(Stored records)
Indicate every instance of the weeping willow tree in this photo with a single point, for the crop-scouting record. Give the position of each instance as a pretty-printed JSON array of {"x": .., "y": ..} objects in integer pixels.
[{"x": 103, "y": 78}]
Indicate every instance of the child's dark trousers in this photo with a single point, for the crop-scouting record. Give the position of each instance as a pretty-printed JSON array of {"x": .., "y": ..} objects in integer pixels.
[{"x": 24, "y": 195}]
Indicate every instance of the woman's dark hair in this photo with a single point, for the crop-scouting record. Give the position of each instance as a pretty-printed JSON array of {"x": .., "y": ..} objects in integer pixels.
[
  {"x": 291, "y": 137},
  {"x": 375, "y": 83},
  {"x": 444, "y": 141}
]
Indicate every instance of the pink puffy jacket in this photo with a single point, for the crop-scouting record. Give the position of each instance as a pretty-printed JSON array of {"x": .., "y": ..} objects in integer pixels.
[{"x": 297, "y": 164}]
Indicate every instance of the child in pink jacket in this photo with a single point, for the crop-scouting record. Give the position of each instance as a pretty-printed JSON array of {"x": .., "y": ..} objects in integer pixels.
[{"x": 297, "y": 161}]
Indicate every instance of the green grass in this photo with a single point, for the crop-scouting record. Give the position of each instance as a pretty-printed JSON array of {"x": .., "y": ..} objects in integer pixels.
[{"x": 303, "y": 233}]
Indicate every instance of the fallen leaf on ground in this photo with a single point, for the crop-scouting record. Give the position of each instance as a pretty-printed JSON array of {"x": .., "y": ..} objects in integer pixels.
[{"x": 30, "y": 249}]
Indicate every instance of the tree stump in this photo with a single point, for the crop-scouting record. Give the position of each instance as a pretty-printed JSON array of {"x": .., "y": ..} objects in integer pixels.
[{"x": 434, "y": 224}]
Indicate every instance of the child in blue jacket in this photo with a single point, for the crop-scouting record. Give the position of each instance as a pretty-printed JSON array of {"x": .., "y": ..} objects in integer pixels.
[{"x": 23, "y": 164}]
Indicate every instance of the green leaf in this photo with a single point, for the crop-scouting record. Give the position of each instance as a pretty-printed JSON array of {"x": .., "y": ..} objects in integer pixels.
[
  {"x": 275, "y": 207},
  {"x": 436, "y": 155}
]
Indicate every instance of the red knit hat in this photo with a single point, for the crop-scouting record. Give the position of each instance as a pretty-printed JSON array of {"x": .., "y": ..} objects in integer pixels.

> _Problem to work on_
Every entry, from the first line to the last, should be retyped exactly.

> _Task result_
Indicate every instance of the weeping willow tree in this photo with a single point, for the crop-scouting record. Give the position of each instance as a pretty-printed JSON array of {"x": .., "y": ..} objects in integer pixels.
[{"x": 103, "y": 78}]
Indicate every instance of the child's dark trousers in this photo with a single point, for the crop-scouting record. Give the position of each instance as a pretty-printed JSON array of {"x": .., "y": ..} objects in integer pixels.
[{"x": 24, "y": 195}]
Indicate every instance of the woman's dark hair in this photo with a single point, for the crop-scouting record. Give the position of each instance as a pretty-printed JSON array of {"x": .., "y": ..} objects in integer pixels.
[
  {"x": 291, "y": 137},
  {"x": 375, "y": 83},
  {"x": 444, "y": 141}
]
Indicate every instance of the pink puffy jacket in this photo with a single point, for the crop-scouting record. Give the position of each instance as a pretty-printed JSON array of {"x": .., "y": ..} objects in integer pixels.
[{"x": 297, "y": 164}]
Indicate every instance of the child in pink jacket in this photo with a single point, for the crop-scouting record. Give the position of each instance as a pretty-printed JSON array of {"x": .., "y": ..} objects in integer pixels.
[{"x": 297, "y": 161}]
Indicate every instance of the green grass in this photo with a single point, for the crop-scouting record. Give the position of each instance as a pretty-printed JSON array of {"x": .., "y": ..} objects in integer pixels.
[{"x": 303, "y": 233}]
Indicate every instance of the fallen leaf on ground in this photo with a single point, for the crop-scouting record. Give the position of each instance as a pretty-printed JSON array of {"x": .., "y": ..} objects in integer pixels.
[{"x": 30, "y": 249}]
Indicate every instance of the tree stump in this photo with a single point, for the crop-scouting record. Give the position of each instance as a pretty-printed JSON array of {"x": .., "y": ..} objects in integer pixels.
[{"x": 434, "y": 224}]
Indicate every instance of the child in blue jacket in this photo with a single point, for the crop-scouting record. Give the position of each instance as a pretty-printed JSON array of {"x": .., "y": ..} objects in integer pixels.
[{"x": 23, "y": 164}]
Indicate every instance of the green leaf in this photo with a single point, for the crop-scouting record. Give the position of each instance as a pretty-printed JSON array of {"x": .., "y": ..} objects in integer pixels.
[
  {"x": 275, "y": 207},
  {"x": 436, "y": 155}
]
Indicate every instance of the red knit hat in this photo with a single point, for the crop-scouting record. Give the position of each instance as a pretty-printed JSON array of {"x": .., "y": ..} objects in integer pixels.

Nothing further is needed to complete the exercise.